» **Written request**: Reproduce verbatim the lines of the records below, starting at the line that contains "the snow on" and ending at the last line of the records.

» **Data shown**:
- - - - - - -

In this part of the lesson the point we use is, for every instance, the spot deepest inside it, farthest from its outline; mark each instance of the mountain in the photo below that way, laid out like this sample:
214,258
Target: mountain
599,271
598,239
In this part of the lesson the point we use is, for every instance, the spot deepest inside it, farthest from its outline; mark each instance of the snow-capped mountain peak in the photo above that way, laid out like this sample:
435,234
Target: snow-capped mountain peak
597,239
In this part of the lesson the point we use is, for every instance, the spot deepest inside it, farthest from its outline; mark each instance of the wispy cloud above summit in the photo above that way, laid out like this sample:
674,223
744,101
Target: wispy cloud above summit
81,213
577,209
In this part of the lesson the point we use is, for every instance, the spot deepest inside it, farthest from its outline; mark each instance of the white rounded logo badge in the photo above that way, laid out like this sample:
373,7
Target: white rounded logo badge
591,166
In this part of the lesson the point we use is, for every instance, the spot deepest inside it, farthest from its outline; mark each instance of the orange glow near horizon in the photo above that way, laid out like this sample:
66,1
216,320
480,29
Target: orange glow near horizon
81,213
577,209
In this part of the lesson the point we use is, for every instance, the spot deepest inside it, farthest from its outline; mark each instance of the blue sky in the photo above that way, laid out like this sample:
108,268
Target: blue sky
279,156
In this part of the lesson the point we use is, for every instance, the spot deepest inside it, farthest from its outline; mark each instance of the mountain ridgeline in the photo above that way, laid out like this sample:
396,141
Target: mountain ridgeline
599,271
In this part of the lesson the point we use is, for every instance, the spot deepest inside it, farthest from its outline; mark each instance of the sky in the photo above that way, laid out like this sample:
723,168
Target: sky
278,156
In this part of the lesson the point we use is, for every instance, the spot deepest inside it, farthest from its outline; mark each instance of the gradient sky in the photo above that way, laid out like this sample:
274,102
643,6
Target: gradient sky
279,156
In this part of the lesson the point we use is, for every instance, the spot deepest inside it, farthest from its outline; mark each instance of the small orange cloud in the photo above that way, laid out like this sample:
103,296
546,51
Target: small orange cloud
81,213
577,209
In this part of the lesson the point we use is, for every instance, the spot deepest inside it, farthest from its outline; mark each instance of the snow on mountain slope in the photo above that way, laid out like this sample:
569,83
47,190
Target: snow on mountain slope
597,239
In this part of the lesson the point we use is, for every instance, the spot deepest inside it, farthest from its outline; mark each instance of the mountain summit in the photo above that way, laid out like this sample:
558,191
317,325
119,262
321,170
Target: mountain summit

- - - - - - -

» **Problem solution**:
In this part of the lesson the point we use is, for every instance, the spot deepest inside it, farthest from its outline; mark each instance of the snow on mountain slope in the photo above that way, laid out like this sample:
569,83
47,190
Target: snow on mountain slope
597,239
In this part of the lesson the point we use is, for every instance, the spot deepest inside it, farthest from its outline; mark each instance of the mountain summit in the photo above that way, laid out like this sample:
558,191
317,325
119,262
321,170
Target: mountain summit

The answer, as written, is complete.